**Input for this task:**
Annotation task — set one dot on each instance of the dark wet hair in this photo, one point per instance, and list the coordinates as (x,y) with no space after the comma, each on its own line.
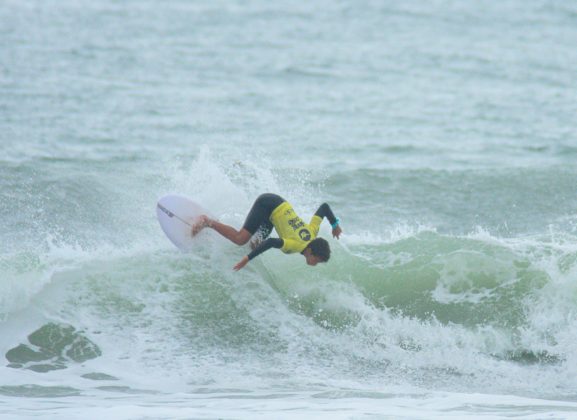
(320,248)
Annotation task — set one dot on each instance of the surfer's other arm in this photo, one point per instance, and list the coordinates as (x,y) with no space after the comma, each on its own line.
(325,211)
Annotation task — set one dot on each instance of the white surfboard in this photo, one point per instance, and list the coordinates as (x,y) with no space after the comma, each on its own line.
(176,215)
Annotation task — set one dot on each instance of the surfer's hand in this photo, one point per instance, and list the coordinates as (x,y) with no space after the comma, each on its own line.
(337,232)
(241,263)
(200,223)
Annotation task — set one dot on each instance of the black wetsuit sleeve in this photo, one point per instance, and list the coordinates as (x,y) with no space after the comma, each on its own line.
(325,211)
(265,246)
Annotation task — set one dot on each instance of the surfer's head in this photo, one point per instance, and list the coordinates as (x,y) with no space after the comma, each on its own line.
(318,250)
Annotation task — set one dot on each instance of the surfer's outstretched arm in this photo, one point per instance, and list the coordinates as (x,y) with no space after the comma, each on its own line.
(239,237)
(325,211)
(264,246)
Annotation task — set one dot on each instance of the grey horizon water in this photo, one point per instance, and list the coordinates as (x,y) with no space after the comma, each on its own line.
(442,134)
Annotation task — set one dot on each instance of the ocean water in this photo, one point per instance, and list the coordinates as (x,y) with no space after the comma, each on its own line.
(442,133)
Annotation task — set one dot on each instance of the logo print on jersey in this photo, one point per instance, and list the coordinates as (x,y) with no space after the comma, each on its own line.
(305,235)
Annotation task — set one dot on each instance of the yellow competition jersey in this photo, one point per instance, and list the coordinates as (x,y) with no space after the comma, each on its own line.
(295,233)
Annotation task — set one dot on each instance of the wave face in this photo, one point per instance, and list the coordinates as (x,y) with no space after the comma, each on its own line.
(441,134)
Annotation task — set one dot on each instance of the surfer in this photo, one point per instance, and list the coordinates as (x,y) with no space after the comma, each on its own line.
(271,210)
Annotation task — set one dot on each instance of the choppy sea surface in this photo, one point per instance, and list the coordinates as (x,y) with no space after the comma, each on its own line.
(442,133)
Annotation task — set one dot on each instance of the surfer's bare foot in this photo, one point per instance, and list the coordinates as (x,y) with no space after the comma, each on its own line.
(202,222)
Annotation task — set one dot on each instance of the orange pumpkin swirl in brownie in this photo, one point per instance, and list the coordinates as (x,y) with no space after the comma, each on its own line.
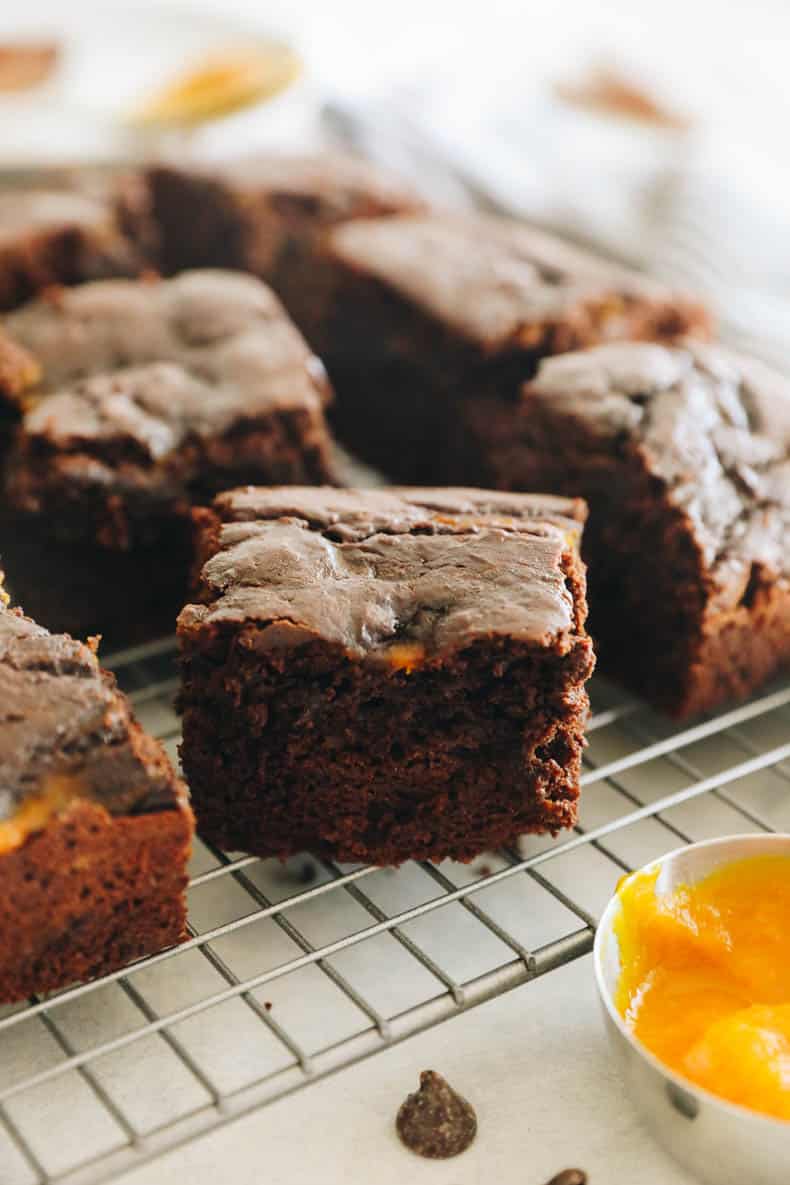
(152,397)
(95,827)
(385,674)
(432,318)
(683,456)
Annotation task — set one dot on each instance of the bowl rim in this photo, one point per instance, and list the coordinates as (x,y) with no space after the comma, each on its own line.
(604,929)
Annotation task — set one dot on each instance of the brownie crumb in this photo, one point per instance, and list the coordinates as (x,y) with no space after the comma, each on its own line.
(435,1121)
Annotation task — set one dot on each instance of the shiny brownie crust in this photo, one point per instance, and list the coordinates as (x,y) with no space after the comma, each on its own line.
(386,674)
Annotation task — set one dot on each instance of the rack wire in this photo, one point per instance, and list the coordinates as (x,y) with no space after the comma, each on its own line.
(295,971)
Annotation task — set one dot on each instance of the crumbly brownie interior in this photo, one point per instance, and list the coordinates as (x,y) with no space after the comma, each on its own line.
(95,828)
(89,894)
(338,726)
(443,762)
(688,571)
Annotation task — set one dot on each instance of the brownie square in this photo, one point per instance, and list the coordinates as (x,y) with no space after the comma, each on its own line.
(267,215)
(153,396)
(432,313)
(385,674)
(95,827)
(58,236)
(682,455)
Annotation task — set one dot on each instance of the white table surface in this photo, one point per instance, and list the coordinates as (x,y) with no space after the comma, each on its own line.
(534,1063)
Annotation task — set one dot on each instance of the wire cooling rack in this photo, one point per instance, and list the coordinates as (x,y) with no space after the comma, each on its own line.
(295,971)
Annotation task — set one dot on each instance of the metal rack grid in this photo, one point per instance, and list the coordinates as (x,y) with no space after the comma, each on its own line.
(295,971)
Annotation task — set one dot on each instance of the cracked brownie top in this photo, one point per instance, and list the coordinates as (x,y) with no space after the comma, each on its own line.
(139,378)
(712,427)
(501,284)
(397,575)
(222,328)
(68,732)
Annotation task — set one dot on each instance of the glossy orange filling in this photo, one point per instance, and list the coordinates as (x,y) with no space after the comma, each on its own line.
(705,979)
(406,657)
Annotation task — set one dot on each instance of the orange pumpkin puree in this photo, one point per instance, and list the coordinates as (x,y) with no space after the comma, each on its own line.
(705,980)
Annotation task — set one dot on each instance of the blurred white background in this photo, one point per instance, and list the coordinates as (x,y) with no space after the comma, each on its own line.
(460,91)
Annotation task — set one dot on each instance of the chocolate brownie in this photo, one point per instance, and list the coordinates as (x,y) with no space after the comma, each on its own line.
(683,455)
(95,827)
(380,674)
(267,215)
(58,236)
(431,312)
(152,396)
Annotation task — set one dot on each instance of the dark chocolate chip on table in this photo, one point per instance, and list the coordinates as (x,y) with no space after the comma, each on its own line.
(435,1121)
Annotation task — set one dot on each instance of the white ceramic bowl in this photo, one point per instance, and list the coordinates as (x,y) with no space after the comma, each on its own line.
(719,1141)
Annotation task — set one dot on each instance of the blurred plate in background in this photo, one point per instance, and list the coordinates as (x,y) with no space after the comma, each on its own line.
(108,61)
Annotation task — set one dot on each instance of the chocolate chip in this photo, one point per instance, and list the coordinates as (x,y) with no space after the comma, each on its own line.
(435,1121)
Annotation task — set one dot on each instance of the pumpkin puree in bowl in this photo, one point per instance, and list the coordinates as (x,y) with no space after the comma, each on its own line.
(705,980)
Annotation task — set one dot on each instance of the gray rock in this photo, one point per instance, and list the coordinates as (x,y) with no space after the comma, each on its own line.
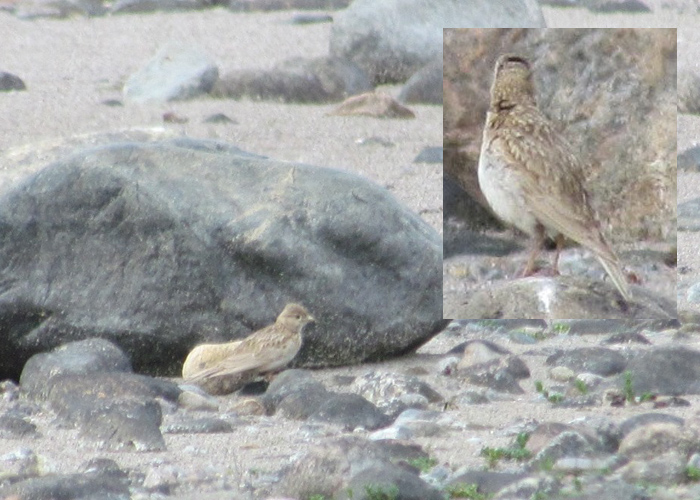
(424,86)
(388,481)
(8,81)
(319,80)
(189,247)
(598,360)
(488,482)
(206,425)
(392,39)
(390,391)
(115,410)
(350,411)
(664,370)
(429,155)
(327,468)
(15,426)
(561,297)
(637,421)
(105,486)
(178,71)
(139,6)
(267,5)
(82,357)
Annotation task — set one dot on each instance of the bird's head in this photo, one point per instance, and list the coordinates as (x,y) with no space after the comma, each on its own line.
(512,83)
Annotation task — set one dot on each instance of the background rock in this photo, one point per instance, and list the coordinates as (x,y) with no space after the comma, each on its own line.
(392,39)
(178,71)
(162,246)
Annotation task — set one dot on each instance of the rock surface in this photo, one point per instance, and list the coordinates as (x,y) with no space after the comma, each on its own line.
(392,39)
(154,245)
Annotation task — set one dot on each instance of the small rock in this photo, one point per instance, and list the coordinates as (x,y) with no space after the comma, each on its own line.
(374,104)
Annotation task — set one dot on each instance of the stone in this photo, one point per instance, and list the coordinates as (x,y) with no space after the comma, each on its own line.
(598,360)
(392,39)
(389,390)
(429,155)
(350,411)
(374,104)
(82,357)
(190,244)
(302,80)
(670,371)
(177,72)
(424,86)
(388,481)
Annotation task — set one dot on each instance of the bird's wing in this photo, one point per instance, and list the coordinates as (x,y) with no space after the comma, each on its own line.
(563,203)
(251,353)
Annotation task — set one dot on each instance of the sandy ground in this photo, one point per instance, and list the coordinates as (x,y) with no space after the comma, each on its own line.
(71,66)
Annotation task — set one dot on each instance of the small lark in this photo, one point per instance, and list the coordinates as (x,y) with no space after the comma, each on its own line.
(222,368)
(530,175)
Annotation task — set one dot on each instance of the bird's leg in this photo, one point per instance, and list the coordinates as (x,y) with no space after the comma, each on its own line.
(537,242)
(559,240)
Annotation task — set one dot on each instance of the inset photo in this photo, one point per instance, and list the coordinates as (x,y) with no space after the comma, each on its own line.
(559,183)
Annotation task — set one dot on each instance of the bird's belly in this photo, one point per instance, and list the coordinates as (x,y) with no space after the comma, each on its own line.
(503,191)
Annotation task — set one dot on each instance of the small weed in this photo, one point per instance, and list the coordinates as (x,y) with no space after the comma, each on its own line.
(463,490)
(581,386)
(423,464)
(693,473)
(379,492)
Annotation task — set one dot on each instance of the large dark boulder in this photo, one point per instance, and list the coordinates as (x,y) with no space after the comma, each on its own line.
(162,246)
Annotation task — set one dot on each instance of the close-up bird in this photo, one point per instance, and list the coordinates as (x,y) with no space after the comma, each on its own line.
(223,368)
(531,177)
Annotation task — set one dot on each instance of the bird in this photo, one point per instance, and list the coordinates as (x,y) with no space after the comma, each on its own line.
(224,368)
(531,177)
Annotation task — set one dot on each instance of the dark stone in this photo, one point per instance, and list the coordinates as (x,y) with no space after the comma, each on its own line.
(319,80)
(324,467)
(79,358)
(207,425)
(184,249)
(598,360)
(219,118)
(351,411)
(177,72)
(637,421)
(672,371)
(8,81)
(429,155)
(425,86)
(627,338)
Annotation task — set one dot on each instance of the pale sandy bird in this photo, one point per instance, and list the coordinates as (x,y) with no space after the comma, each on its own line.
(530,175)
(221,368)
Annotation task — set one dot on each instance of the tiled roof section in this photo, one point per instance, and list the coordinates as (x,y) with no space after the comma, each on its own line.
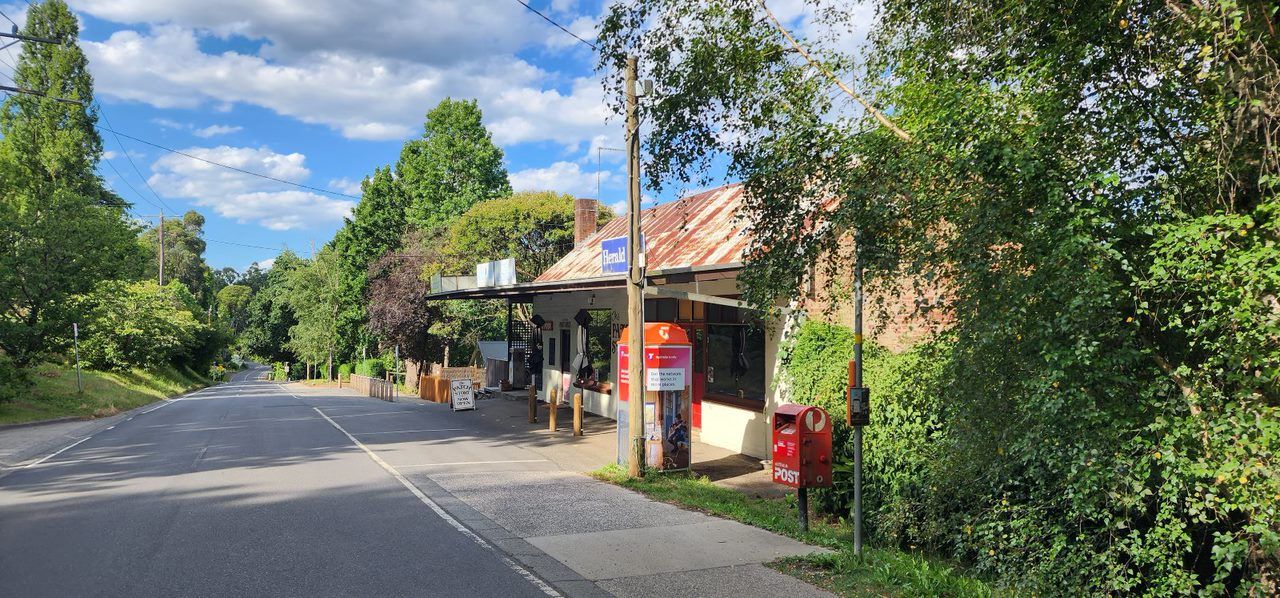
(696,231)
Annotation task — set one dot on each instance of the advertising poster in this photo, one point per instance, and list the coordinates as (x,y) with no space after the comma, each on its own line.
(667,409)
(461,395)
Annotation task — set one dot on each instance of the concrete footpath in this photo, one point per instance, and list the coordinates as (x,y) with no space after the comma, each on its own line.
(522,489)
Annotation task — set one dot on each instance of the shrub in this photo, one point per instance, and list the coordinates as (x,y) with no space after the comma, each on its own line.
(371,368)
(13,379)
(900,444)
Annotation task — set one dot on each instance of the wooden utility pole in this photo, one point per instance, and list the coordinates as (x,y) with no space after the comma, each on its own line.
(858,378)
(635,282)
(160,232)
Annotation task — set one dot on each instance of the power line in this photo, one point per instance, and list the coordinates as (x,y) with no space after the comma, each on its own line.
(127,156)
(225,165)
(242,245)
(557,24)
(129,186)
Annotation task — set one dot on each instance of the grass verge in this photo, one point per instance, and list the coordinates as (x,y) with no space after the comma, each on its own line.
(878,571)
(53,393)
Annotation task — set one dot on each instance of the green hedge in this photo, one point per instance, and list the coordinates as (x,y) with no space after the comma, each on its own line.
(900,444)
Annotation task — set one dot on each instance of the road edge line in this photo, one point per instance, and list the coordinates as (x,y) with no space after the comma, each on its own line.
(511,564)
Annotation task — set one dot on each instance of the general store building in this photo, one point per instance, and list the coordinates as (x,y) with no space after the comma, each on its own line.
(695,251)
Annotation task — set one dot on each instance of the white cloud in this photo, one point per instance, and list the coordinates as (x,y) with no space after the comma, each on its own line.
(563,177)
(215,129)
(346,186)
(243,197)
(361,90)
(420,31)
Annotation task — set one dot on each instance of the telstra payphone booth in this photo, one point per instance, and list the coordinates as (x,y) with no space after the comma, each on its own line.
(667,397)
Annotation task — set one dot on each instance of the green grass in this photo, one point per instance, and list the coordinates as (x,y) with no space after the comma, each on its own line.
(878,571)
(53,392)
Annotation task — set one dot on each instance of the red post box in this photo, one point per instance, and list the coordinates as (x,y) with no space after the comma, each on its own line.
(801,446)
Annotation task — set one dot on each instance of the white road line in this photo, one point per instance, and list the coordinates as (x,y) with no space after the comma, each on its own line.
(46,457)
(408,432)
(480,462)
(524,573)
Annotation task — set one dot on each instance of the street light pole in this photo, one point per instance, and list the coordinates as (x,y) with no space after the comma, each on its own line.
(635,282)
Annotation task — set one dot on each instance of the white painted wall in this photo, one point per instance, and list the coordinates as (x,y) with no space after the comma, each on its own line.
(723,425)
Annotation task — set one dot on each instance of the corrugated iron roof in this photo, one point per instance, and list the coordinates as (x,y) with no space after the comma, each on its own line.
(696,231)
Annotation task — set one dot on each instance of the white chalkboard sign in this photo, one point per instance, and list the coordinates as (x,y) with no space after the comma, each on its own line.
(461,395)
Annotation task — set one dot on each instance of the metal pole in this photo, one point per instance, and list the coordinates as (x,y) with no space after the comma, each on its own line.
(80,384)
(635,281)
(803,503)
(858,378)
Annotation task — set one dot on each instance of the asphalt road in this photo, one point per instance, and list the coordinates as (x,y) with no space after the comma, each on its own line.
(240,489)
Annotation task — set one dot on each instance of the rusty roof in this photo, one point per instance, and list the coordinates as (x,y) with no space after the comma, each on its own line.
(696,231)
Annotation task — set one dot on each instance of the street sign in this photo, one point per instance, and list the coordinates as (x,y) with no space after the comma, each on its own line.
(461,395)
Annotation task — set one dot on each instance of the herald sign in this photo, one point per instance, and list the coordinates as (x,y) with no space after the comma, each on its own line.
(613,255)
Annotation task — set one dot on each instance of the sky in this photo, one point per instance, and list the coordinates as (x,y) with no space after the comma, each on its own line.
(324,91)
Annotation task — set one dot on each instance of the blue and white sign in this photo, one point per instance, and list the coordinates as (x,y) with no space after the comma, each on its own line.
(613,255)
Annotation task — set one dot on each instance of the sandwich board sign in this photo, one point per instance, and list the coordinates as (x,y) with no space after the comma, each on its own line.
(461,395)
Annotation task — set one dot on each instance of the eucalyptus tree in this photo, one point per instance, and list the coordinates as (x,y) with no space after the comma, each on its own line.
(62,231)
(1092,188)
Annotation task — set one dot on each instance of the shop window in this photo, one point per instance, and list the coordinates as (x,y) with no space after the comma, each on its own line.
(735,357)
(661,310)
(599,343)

**Task instructions:**
Return exactly, and only, the line containing "sky in this" and every line after it through the end of the material.

**Finished task:**
Annotation task — set one dot on each instance of the sky in this photo, one point per instance, and list the coordinates as (x,y) with no space after the comma, each on its own line.
(324,91)
Annotation task — set one dot on each instance of the blue and white sign in this photo, one point per instance, and list the coordinates as (x,y) with no space after the comma, each on its own line.
(613,255)
Annotation task — set one dot on each instance of the sandwich board sign in this photo, one point per instance, and list the coordinates as (x,y) with no space after the comma, each on its own line.
(461,395)
Annotation task — set one dot on each instance of the eucalyptus tree in this photo, one point per instance, and list the coordinates as (x,y) with no space after the comma, each on its own line.
(62,231)
(1092,188)
Annotation task — set one dot on each instance of the shop window in this photo, one point per instance, and list the coordinates as (x,y) with no space after the comma, each on its own line.
(735,357)
(661,310)
(599,343)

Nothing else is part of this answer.